Goal of the exercise.
The response should contain all of the records, copied exactly, and none of the images.

◇ ◇ ◇

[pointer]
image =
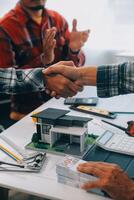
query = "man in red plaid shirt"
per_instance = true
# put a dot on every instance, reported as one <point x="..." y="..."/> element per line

◇ ◇ ◇

Task result.
[pointer]
image =
query = "man in red plaid shirt"
per_instance = true
# put a dot on every instance, reported as one <point x="..." y="..."/> element per line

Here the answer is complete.